* **WHAT YOU SHOULD DO**
Would you repeat the whole listing exactly?

* **INPUT MATERIAL**
= = = = =

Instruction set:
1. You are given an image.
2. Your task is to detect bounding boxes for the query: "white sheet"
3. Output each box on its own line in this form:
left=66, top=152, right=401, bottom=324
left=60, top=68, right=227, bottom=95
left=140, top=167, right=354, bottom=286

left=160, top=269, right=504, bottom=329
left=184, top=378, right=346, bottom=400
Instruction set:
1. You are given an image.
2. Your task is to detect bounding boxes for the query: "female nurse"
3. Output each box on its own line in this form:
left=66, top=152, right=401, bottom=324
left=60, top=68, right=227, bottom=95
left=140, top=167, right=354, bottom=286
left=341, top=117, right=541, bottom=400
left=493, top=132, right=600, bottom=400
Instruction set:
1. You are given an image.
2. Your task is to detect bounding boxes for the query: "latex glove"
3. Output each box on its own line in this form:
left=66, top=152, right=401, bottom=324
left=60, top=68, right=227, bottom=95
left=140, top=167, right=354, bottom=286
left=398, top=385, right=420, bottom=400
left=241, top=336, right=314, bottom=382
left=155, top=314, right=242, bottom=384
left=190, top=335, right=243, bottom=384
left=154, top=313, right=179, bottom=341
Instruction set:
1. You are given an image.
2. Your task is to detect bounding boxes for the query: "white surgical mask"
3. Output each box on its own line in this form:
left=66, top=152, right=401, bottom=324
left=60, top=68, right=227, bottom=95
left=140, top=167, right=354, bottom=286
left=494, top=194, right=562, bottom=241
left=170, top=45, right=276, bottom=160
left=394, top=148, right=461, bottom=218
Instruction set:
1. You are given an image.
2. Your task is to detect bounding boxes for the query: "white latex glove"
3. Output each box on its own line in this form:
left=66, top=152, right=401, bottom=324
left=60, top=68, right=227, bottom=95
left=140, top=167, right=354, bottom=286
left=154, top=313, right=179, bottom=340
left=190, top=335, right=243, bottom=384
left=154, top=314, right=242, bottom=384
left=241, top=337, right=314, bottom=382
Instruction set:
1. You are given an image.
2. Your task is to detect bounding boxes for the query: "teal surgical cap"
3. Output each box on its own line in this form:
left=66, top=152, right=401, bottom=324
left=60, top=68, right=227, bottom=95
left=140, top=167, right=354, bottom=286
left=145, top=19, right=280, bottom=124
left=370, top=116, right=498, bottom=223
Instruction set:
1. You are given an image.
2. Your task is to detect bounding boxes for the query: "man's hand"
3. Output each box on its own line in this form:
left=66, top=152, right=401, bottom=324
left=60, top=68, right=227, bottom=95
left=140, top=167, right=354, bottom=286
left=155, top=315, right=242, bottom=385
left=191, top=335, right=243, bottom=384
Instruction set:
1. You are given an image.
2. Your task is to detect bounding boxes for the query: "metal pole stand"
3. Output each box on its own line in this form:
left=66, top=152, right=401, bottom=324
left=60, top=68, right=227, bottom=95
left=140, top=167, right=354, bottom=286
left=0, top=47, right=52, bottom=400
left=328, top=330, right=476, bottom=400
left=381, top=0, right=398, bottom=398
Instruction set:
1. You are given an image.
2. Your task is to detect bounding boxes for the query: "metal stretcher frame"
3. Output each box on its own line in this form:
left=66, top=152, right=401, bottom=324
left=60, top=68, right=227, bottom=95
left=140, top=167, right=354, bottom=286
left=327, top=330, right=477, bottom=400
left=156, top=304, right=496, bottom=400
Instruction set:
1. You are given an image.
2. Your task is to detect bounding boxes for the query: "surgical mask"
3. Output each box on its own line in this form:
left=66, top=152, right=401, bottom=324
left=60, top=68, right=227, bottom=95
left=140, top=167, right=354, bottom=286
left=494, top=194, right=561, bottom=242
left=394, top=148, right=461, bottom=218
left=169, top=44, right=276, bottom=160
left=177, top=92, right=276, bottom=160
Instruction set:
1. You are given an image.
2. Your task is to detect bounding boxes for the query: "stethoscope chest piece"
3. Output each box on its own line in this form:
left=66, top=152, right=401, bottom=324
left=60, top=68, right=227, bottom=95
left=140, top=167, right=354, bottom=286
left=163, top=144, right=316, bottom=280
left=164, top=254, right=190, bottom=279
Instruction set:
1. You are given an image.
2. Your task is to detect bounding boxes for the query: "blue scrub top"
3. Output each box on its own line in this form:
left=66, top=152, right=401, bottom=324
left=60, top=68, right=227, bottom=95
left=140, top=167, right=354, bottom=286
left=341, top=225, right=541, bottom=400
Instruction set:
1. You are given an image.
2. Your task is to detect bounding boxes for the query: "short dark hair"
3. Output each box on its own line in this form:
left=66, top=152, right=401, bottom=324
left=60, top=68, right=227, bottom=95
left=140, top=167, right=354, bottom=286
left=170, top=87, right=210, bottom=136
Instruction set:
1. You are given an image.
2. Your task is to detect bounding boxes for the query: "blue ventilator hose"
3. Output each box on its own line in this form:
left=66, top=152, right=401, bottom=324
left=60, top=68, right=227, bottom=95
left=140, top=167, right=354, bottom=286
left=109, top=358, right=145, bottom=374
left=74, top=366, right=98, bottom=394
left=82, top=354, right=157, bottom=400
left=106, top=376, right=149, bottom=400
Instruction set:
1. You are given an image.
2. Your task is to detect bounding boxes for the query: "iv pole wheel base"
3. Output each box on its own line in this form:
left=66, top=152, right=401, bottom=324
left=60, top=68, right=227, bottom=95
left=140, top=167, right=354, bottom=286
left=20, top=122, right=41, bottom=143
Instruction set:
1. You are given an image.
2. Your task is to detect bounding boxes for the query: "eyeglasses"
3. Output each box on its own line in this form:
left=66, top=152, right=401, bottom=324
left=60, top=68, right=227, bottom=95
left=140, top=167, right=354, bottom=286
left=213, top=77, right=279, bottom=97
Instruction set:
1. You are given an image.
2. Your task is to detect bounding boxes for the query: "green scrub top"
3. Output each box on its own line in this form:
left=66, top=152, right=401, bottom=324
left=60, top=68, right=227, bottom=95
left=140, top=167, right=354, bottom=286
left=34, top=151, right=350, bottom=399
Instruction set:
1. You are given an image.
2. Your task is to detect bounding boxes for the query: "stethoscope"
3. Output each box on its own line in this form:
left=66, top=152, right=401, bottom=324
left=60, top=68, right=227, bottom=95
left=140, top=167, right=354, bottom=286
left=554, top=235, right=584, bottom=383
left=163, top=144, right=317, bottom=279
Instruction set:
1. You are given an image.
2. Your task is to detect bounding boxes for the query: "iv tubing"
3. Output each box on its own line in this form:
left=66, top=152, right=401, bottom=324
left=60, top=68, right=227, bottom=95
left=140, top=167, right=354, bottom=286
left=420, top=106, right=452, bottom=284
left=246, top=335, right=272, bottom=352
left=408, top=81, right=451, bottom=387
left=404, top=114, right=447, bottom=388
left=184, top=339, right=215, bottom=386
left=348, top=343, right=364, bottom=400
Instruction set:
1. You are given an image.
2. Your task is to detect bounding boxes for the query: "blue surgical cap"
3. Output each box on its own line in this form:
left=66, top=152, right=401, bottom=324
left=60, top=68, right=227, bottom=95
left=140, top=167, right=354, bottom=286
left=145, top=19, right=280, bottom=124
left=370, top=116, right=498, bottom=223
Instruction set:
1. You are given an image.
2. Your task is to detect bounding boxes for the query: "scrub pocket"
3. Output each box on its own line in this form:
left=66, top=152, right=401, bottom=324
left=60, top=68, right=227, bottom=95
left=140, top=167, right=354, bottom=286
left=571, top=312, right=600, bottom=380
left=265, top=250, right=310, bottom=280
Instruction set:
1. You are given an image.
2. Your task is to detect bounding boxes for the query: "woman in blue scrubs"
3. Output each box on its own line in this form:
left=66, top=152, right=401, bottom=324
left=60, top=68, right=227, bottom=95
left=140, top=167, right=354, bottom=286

= = = = =

* **EXERCISE RESPONSE**
Instruction set:
1. You are given an image.
2. Your task is to detect bounding boxes for the query: "white sheet"
3. Output each box on its own line in this form:
left=66, top=152, right=401, bottom=324
left=60, top=68, right=227, bottom=95
left=140, top=167, right=354, bottom=286

left=160, top=269, right=504, bottom=329
left=184, top=378, right=346, bottom=400
Instruction set:
1. You are given an image.
2. Your task is to detect bounding boxes for the query: "female nurse"
3. Output each box on its own line in this form:
left=66, top=152, right=401, bottom=324
left=60, top=68, right=227, bottom=95
left=140, top=167, right=354, bottom=286
left=341, top=117, right=541, bottom=400
left=493, top=132, right=600, bottom=400
Instruction set:
1. You are given an image.
2. Your task is to detect bounding boxes for the query: "latex glove"
3. Output each box on its own line in this form:
left=66, top=152, right=401, bottom=324
left=60, top=68, right=227, bottom=95
left=140, top=167, right=354, bottom=286
left=398, top=385, right=420, bottom=400
left=241, top=336, right=314, bottom=382
left=155, top=314, right=242, bottom=384
left=190, top=335, right=243, bottom=384
left=154, top=313, right=179, bottom=341
Instruction set:
1. You are given an image.
2. Your task is to detect bounding boxes for the query: "white surgical mask"
3. Output each box on its own line in this form:
left=66, top=152, right=401, bottom=324
left=60, top=68, right=227, bottom=95
left=140, top=167, right=354, bottom=286
left=494, top=194, right=562, bottom=241
left=170, top=45, right=276, bottom=160
left=394, top=148, right=461, bottom=218
Instruction set:
1. You are given an image.
2. Your task is to detect bounding boxes for the query: "white latex glove"
3. Output each box on its own line in this form:
left=66, top=152, right=401, bottom=324
left=60, top=68, right=227, bottom=95
left=140, top=167, right=354, bottom=286
left=154, top=313, right=179, bottom=340
left=190, top=335, right=243, bottom=384
left=154, top=314, right=242, bottom=384
left=241, top=337, right=314, bottom=382
Instruction set:
1. You are given an image.
2. Your task is to detect bounding boxes for the query: "teal surgical cap"
3. Output each box on its own line in this form:
left=66, top=152, right=401, bottom=324
left=60, top=68, right=227, bottom=95
left=140, top=167, right=354, bottom=286
left=145, top=19, right=280, bottom=124
left=370, top=116, right=498, bottom=223
Instruction set:
1. You are given an image.
2. Your task is to detect bounding boxes for the query: "man's hand"
3. Output each box on its own line in this form:
left=66, top=152, right=401, bottom=324
left=60, top=68, right=227, bottom=95
left=140, top=167, right=354, bottom=286
left=155, top=315, right=242, bottom=385
left=191, top=335, right=243, bottom=384
Instruction set:
1. You are given an image.
2. Your task is to detect bounding boxes for the query: "metal pole stand"
3. Output each box on its own line in this form:
left=66, top=152, right=401, bottom=324
left=60, top=68, right=227, bottom=95
left=140, top=167, right=354, bottom=286
left=0, top=47, right=52, bottom=400
left=328, top=330, right=476, bottom=400
left=381, top=0, right=398, bottom=398
Instruction set:
1. You are given an image.
2. Your task is to detect bounding boxes for the query: "metal stretcher frame"
3. Output each box on its own line in this form:
left=66, top=152, right=401, bottom=324
left=60, top=68, right=227, bottom=95
left=140, top=167, right=354, bottom=286
left=327, top=330, right=477, bottom=400
left=156, top=304, right=496, bottom=400
Instruction set:
1. You are given an image.
2. Your task is to detect bounding boxes for the query: "surgical mask"
3. Output each box on its own line in this form:
left=66, top=152, right=401, bottom=324
left=60, top=68, right=227, bottom=95
left=140, top=167, right=354, bottom=286
left=494, top=194, right=561, bottom=242
left=394, top=148, right=461, bottom=218
left=169, top=44, right=276, bottom=160
left=177, top=92, right=276, bottom=160
Instruction set:
1. You are given an image.
2. Your task is to detect bounding boxes for the query: "stethoscope chest piece"
3. Output each box on its own line in this form:
left=66, top=152, right=401, bottom=324
left=60, top=68, right=227, bottom=95
left=140, top=167, right=354, bottom=286
left=163, top=144, right=316, bottom=280
left=164, top=254, right=190, bottom=279
Instruction set:
1. You are given an image.
2. Your task is to detect bounding boxes for the query: "blue scrub top"
3. Output each box on its own line in this form:
left=66, top=152, right=401, bottom=324
left=60, top=68, right=227, bottom=95
left=140, top=167, right=354, bottom=286
left=341, top=225, right=541, bottom=400
Instruction set:
1. You are given an image.
2. Your task is to detect bounding boxes for the query: "short dark hair"
3. Output each box on its own line in this form:
left=66, top=152, right=401, bottom=324
left=60, top=68, right=227, bottom=95
left=140, top=167, right=354, bottom=286
left=170, top=87, right=210, bottom=136
Instruction set:
1. You are given an image.
2. Your task is to detect bounding boxes for the query: "blue ventilator hose"
3. Output each box on its own line in this form:
left=66, top=152, right=401, bottom=324
left=60, top=68, right=227, bottom=95
left=140, top=167, right=354, bottom=286
left=109, top=358, right=145, bottom=374
left=74, top=366, right=98, bottom=394
left=82, top=354, right=157, bottom=400
left=106, top=376, right=149, bottom=400
Instruction set:
1. You are given an image.
2. Your task is to detect bounding boxes for the query: "iv pole wheel base"
3. Output each box on its own line in this form:
left=66, top=152, right=401, bottom=324
left=60, top=68, right=227, bottom=95
left=140, top=167, right=354, bottom=286
left=20, top=122, right=41, bottom=143
Instruction set:
1. You are given an image.
2. Your task is to detect bounding boxes for the query: "eyeglasses"
3. Output each box on its own line in this form:
left=66, top=152, right=401, bottom=324
left=60, top=68, right=227, bottom=95
left=140, top=167, right=354, bottom=286
left=213, top=77, right=279, bottom=97
Instruction set:
1. You are given an image.
2. Your task is to detect bounding boxes for the query: "green scrub top"
3. Output each box on its own line in this form:
left=66, top=152, right=401, bottom=324
left=60, top=68, right=227, bottom=95
left=140, top=167, right=354, bottom=286
left=34, top=151, right=350, bottom=399
Instruction set:
1. You are given an image.
2. Your task is to detect bounding boxes for the query: "stethoscope"
3. Output each box on its own line in this form:
left=66, top=152, right=401, bottom=324
left=60, top=68, right=227, bottom=95
left=140, top=167, right=354, bottom=286
left=554, top=235, right=584, bottom=383
left=163, top=144, right=317, bottom=279
Instruction set:
1. You are given an image.
2. Your task is to detect bounding boxes for the query: "iv tubing"
3. Output each box on its own line in this form:
left=66, top=152, right=401, bottom=324
left=60, top=68, right=227, bottom=95
left=140, top=167, right=354, bottom=286
left=420, top=106, right=452, bottom=284
left=246, top=335, right=272, bottom=352
left=408, top=81, right=451, bottom=387
left=404, top=114, right=447, bottom=388
left=184, top=339, right=215, bottom=386
left=348, top=343, right=364, bottom=400
Instruction set:
1. You are given an image.
2. Your task is to detect bounding boxes for the query: "blue surgical cap"
3. Output each box on its own line in this form:
left=66, top=152, right=401, bottom=324
left=60, top=68, right=227, bottom=95
left=140, top=167, right=354, bottom=286
left=145, top=19, right=280, bottom=124
left=370, top=116, right=498, bottom=223
Instruction set:
1. You are given an image.
2. Your task is to detect bounding boxes for the query: "scrub pocket"
3. Output each box on its own line in this form:
left=66, top=152, right=401, bottom=324
left=60, top=68, right=227, bottom=95
left=140, top=167, right=354, bottom=286
left=571, top=312, right=600, bottom=380
left=265, top=250, right=310, bottom=280
Instruction set:
1. You are given an image.
2. Your task is to detect bounding boxes for the query: "woman in blue scrubs"
3. Output each box on its own line in this form:
left=66, top=152, right=401, bottom=324
left=60, top=68, right=227, bottom=95
left=140, top=167, right=354, bottom=286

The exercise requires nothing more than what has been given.